Tasks to perform:
[a] List every calendar date given in the case summary about the nurse's appeal against the Nursing and Midwifery Council decision.
[b] Pick up the case summary about the nurse's appeal against the Nursing and Midwifery Council decision where it leaves off, after the second listed charge.

The importance of first instance tribunals for healthcare professionals
The appellant sought to challenge the decision of the Conduct and Competence Committee of the Nursing and Midwifery Council, which made a finding on 5 August 2015 that the appellant’s fitness to practise was impaired and that she should be removed from the register. The appeal was brought before Judge Roger Kaye QC who gave judgement on 28 April 2016.
In brief, the appellant had been employed by the Priory Group on 14 November 2011. She was suspended on 23 November 2011, after just 10 days into her employment, and subsequently dismissed on 22 December 2011. The charges related to:
- Making an inappropriate diagnosis of Clostridium Difficile and attempting to close the unit on which the relevant resident was being cared for.
- Inaccurately advising that the blood pressure of a resident was low and that the resident was not going to make it, when the blood pressure was in fact strong and regular.

Given entries:

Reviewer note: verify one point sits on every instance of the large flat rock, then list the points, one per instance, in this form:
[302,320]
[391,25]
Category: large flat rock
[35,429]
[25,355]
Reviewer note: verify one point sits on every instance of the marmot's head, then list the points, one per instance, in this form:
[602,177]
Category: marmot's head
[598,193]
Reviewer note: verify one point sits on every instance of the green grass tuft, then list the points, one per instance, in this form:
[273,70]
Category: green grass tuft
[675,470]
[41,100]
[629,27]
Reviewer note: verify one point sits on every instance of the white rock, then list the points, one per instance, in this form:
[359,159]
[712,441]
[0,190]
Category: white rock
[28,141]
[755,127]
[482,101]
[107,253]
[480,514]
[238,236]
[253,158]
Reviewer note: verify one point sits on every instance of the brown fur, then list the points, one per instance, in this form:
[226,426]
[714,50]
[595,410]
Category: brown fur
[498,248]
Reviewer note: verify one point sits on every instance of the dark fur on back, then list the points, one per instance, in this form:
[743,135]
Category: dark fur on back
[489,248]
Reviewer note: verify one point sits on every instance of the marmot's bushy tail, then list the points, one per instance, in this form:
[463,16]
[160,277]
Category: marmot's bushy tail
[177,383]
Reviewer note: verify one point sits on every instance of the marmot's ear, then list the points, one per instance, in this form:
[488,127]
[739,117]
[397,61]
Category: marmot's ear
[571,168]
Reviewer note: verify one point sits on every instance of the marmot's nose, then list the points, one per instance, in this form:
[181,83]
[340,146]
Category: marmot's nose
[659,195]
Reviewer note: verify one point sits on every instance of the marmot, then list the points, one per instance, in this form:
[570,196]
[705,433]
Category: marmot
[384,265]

Answers given:
[a]
5 August 2015
28 April 2016
14 November 2011
23 November 2011
22 December 2011

[b]
- Allegedly grabbing a resident by the wrists and pulling him out of his chair, despite him being reluctant to move, leaving red marks on his wrists.
- Making inappropriate remarks to an elderly resident suffering with dementia.
- Making inappropriate and confrontational remarks to the Care Home Manager during a probationary review meeting to discuss the allegations which had been made.
In considering the appeal, Judge Kaye QC was sympathetic to the appellant’s 20 year career as a registered nurse. However, he was clear that the appeal court will only intervene in circumstances where the decision of the panel was wrong or unjust or because of some serious procedural or other irregularity in the proceedings.
Judge Kay QC emphasised that in all such cases the first instance body has an advantage to judge the credibility and reliability of evidence given by witnesses. Appeals are conducted on the basis of the transcript of the hearing and that unless exceptional circumstances apply, witnesses are not recalled. Judge Kay QC quoted Levenson LJ in Southall v GMC  EWCA Civ 407:
“First, as a matter of general law, it is very well established that findings of primary fact, particularly if founded upon an assessment of the credibility of witnesses, are virtually unassailable (see Benmax v Austin Motor Co Ltd  AC 370).”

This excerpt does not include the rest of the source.